▶ Given problem
Return everything from the line containing "the red car" down to the line containing "[[166, 104]]", both included, reproduced verbatim and with no other lines.

━━━ Data for this task ━━━

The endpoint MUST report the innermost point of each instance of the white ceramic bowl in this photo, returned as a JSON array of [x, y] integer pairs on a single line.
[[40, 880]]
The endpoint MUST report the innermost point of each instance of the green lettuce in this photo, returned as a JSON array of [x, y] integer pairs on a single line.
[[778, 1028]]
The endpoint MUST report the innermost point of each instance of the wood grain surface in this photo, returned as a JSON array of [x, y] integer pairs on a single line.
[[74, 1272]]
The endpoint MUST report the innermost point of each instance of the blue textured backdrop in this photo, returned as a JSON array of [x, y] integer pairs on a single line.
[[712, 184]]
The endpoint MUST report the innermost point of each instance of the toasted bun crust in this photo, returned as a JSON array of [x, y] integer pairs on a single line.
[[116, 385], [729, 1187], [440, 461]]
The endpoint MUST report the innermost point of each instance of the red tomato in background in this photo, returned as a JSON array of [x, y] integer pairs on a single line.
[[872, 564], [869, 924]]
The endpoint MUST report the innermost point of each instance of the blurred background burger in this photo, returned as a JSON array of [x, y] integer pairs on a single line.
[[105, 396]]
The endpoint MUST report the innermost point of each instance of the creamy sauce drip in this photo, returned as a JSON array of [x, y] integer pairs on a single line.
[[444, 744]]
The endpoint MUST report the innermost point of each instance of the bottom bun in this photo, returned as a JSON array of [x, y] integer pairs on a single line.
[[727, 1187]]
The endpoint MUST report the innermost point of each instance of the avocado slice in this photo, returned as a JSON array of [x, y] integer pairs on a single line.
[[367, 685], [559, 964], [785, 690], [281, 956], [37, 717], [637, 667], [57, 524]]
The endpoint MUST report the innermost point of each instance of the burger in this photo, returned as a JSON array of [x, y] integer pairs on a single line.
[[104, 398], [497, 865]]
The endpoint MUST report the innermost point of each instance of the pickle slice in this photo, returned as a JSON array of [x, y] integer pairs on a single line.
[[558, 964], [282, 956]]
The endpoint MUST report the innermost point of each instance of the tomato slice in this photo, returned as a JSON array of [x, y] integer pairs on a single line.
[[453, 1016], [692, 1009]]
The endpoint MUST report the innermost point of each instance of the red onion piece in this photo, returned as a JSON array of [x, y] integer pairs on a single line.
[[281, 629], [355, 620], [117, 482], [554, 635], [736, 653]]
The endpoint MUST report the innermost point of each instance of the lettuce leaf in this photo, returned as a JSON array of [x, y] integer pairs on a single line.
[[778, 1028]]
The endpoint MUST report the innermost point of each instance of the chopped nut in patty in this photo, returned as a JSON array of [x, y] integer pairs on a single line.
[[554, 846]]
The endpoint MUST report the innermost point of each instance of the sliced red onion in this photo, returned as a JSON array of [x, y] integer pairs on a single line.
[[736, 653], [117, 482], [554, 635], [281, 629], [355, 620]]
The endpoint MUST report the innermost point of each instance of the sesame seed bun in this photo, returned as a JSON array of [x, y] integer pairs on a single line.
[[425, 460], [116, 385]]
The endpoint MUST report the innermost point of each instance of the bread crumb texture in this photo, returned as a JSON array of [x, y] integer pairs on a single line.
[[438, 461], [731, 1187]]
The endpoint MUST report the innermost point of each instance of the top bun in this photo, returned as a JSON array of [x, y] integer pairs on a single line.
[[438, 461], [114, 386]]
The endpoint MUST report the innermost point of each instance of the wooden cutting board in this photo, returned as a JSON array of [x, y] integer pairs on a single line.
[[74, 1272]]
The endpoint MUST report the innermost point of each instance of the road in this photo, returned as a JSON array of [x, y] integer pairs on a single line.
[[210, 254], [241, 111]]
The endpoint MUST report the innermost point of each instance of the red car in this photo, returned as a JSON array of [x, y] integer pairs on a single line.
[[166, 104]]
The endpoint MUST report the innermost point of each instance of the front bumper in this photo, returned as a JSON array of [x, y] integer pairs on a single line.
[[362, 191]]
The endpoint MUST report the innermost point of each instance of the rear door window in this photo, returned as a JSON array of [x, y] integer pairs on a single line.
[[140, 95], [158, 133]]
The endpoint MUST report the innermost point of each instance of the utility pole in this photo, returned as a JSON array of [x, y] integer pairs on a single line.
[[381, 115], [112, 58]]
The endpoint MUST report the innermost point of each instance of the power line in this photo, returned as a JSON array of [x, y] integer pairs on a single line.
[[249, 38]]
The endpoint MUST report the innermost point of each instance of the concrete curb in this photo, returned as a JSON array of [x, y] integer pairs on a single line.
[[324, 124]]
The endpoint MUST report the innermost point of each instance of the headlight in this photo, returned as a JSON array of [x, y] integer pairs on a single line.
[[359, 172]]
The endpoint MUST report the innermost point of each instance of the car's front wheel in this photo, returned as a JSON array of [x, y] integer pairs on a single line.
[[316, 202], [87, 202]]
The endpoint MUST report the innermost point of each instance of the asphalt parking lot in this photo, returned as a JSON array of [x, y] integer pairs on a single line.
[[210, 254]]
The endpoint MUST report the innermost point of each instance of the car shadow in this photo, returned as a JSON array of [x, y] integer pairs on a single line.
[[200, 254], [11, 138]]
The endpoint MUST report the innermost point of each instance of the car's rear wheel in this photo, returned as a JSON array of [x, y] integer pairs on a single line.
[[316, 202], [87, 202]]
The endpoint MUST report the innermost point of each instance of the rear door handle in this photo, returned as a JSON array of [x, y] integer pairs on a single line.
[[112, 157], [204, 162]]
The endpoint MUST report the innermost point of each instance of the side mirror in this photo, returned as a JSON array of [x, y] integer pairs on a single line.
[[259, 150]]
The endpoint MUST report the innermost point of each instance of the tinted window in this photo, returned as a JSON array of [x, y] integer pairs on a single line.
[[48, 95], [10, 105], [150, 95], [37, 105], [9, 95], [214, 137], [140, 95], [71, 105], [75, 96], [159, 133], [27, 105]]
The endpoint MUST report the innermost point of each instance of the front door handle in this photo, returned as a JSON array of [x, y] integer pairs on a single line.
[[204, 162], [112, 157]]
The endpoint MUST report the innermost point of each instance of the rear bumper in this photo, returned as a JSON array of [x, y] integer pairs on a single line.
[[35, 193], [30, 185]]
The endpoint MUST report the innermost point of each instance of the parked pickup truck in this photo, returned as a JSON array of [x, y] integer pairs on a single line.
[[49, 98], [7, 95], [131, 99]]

━━━

▶ Answer for the task
The endpoint MUST report the innermost point of each instance of the red car in this photo, returned as a JSON array of [x, y] integer pairs on a single line.
[[166, 104]]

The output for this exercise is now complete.